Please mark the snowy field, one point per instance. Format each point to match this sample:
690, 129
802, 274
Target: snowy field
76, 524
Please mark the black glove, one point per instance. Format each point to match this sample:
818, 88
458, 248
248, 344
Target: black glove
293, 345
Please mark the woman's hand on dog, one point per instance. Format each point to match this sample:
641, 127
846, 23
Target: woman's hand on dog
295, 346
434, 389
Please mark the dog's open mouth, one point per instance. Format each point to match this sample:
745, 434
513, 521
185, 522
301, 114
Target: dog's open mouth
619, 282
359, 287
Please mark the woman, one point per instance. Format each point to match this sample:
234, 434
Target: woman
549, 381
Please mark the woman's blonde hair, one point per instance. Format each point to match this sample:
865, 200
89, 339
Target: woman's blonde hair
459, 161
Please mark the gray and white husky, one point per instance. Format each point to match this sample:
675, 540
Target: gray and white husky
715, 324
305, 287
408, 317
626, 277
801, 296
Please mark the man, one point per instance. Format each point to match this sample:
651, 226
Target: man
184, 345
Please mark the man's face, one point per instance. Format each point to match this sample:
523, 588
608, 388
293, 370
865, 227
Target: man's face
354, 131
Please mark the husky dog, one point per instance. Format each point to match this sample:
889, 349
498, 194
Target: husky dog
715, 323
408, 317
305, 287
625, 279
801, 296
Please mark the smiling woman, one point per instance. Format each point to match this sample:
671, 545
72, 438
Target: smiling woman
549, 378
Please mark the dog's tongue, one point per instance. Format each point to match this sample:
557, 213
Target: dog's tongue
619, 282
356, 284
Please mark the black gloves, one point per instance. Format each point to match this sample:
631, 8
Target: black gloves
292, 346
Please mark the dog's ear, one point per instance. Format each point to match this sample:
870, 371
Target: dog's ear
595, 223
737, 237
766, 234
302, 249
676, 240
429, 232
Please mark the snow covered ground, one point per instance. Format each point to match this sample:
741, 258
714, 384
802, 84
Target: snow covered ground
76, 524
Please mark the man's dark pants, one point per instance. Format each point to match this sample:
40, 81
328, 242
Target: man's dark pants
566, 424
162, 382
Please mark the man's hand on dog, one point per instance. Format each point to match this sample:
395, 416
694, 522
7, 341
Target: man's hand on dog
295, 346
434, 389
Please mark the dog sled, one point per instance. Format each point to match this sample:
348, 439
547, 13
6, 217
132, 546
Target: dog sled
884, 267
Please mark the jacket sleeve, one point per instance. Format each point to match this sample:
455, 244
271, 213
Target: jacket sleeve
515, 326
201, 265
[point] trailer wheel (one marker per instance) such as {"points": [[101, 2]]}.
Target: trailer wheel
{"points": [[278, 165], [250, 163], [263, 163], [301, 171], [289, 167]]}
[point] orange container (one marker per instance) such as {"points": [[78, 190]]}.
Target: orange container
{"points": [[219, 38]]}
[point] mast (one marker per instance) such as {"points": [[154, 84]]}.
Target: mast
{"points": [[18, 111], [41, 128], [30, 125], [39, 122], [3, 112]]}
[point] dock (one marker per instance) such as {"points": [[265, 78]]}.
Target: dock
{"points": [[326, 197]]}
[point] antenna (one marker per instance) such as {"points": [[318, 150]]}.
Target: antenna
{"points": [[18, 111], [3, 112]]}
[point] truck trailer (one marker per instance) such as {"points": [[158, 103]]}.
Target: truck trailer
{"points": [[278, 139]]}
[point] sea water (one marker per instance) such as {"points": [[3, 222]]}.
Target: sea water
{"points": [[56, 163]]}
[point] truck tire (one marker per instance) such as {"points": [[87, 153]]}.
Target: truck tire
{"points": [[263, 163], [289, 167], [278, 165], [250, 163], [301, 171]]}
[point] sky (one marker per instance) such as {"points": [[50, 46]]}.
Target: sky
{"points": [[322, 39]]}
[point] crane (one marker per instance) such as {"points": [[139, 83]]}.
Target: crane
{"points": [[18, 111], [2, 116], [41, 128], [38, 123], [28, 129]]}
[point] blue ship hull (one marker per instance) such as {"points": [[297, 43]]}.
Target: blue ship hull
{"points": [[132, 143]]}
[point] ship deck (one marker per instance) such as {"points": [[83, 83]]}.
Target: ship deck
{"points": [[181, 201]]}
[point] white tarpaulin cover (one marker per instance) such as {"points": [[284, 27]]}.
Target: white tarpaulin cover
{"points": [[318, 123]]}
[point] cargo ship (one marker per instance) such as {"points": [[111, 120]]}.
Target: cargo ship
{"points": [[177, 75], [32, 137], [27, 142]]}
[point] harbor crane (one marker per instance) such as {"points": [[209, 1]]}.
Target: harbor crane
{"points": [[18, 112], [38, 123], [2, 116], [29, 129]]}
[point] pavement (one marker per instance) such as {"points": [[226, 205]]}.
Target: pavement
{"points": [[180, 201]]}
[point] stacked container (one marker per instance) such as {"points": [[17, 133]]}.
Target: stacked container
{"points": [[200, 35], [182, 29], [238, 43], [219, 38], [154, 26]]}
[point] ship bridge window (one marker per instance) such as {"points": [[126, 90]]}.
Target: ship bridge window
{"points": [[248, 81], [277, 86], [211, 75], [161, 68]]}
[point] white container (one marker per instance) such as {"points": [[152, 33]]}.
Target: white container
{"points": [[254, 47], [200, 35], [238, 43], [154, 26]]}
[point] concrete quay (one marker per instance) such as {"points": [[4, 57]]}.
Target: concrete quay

§ **Task instructions**
Lines above with "quay" in them are the ones to copy.

§ **Exercise output**
[point] concrete quay (one marker per instance) such as {"points": [[4, 57]]}.
Target: concrete quay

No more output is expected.